— GOAL —
Count the lines in the entries below that contain the word "patch", and give only the number.

>> Start

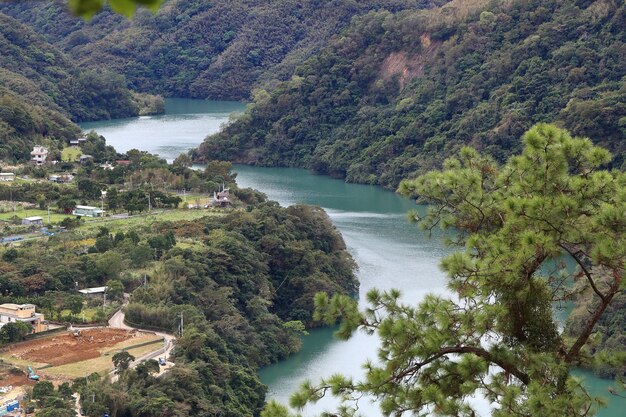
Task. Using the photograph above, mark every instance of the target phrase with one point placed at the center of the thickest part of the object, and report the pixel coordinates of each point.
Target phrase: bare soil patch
(66, 348)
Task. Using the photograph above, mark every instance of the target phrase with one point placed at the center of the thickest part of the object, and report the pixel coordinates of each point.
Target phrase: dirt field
(65, 348)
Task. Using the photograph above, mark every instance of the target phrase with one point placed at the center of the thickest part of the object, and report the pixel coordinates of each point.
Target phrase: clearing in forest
(66, 355)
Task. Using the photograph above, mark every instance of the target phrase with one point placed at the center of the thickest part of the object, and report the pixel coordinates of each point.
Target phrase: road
(117, 322)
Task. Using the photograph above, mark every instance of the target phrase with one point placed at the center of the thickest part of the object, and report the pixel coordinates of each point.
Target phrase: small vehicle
(32, 375)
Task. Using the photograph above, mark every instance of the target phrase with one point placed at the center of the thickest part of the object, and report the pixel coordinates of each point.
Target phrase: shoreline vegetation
(243, 277)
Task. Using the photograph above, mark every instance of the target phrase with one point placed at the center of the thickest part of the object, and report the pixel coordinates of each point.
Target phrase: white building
(93, 292)
(39, 155)
(11, 313)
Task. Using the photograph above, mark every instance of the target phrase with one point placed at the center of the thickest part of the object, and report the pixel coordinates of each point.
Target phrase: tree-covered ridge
(200, 49)
(42, 92)
(395, 94)
(496, 335)
(244, 282)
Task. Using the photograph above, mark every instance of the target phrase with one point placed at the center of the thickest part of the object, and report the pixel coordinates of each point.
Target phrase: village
(49, 197)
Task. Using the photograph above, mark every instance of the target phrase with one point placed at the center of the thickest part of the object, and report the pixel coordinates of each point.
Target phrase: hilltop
(396, 94)
(199, 49)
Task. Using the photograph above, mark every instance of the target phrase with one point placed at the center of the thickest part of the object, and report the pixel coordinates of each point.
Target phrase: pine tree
(517, 225)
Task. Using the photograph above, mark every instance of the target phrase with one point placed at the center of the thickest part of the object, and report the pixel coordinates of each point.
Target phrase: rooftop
(13, 306)
(94, 290)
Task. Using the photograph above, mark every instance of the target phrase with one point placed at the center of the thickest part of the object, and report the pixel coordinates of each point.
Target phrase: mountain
(201, 49)
(396, 94)
(43, 93)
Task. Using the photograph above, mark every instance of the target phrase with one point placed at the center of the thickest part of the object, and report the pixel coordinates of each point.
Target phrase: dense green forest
(201, 49)
(43, 93)
(395, 94)
(244, 282)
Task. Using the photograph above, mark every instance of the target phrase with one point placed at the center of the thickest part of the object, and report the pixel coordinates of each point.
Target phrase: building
(61, 179)
(39, 155)
(32, 221)
(88, 211)
(77, 142)
(7, 176)
(85, 158)
(93, 292)
(11, 313)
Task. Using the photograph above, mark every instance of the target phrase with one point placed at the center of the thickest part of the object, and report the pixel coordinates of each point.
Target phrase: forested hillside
(42, 92)
(201, 49)
(396, 94)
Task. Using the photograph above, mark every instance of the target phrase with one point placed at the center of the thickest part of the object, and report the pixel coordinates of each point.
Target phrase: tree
(148, 367)
(15, 332)
(498, 336)
(66, 204)
(74, 303)
(43, 389)
(121, 361)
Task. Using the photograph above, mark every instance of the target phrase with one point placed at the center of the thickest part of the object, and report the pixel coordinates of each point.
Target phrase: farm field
(66, 356)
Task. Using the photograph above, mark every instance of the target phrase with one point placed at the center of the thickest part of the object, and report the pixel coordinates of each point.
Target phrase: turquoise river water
(389, 251)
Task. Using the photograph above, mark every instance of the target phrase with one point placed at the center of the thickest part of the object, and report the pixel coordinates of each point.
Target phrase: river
(390, 252)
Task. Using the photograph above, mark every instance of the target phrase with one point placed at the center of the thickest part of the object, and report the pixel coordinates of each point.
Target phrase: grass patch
(71, 154)
(148, 219)
(105, 362)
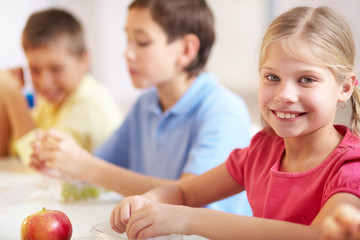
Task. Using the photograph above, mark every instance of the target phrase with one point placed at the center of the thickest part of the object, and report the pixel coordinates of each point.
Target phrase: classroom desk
(23, 193)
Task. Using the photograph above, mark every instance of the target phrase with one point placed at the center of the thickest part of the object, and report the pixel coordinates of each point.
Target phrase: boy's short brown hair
(47, 26)
(181, 17)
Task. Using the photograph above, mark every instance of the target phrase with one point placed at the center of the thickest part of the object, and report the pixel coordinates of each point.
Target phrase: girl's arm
(157, 219)
(145, 218)
(343, 223)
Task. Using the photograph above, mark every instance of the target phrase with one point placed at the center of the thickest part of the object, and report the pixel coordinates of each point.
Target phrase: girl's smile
(296, 97)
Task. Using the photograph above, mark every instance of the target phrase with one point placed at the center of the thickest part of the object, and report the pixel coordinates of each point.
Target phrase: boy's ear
(85, 58)
(191, 45)
(348, 87)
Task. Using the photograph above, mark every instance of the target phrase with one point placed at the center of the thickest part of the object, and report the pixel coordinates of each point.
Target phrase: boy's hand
(344, 223)
(122, 213)
(58, 151)
(9, 82)
(18, 73)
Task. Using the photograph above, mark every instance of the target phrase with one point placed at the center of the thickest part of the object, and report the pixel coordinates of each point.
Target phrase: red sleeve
(235, 165)
(346, 180)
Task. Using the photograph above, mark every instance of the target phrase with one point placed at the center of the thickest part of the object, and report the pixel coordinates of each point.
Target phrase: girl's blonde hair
(319, 34)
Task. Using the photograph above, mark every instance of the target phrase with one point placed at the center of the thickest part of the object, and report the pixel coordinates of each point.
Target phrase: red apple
(45, 225)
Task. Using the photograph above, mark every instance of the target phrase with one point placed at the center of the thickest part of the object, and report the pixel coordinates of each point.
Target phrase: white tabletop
(23, 193)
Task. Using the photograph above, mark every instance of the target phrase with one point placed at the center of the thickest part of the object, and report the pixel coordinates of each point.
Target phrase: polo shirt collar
(200, 88)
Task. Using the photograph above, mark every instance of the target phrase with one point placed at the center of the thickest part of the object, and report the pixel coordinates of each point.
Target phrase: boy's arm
(15, 105)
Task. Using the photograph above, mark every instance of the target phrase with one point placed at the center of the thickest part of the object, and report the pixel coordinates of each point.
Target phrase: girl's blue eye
(273, 78)
(306, 80)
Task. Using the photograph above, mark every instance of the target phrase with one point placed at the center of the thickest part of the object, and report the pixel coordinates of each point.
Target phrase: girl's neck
(306, 152)
(171, 91)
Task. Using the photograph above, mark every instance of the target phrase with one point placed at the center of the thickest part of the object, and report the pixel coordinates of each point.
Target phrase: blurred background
(240, 25)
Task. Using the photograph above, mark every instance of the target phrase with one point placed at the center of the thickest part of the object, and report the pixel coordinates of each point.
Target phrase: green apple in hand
(46, 224)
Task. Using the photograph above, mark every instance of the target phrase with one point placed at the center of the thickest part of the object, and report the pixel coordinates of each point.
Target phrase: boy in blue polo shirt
(183, 126)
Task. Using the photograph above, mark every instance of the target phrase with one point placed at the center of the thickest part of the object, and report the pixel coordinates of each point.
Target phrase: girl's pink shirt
(294, 197)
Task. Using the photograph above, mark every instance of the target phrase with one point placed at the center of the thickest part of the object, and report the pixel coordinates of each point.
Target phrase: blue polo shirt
(195, 135)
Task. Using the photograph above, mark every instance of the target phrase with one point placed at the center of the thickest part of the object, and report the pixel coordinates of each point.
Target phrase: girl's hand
(344, 223)
(122, 213)
(158, 219)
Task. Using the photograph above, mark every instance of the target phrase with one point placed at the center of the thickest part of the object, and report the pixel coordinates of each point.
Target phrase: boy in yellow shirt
(67, 97)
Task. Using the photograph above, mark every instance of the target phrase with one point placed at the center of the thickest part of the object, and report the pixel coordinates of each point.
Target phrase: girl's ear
(191, 45)
(348, 87)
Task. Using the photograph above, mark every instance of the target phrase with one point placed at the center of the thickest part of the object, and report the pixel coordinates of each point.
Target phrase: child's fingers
(115, 221)
(56, 134)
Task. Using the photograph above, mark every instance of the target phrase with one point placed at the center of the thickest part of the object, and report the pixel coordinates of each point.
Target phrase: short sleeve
(236, 164)
(346, 179)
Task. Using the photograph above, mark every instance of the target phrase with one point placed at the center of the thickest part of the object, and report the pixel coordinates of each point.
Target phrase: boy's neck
(171, 91)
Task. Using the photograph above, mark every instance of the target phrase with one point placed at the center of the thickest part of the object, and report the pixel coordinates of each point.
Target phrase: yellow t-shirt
(89, 115)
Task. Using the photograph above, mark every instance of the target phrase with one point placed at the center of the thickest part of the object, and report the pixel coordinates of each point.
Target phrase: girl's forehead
(295, 48)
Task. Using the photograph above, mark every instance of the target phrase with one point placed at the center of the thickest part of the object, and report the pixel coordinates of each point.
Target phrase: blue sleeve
(115, 149)
(219, 131)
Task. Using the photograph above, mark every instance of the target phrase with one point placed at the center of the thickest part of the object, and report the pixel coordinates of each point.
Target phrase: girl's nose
(286, 93)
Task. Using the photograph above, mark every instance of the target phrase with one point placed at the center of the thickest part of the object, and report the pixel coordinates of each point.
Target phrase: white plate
(104, 231)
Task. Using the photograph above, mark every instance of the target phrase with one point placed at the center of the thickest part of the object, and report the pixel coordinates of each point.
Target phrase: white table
(23, 193)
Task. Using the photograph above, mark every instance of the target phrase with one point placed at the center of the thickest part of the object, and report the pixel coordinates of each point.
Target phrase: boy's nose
(45, 80)
(129, 53)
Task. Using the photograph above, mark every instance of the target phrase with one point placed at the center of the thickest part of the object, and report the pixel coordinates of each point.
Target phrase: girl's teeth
(286, 115)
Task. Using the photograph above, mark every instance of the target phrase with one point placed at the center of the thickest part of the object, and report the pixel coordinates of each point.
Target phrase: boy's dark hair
(181, 17)
(47, 26)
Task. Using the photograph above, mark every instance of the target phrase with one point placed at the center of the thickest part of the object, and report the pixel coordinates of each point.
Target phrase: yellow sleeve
(22, 147)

>> End

— CORRECT OUTPUT —
2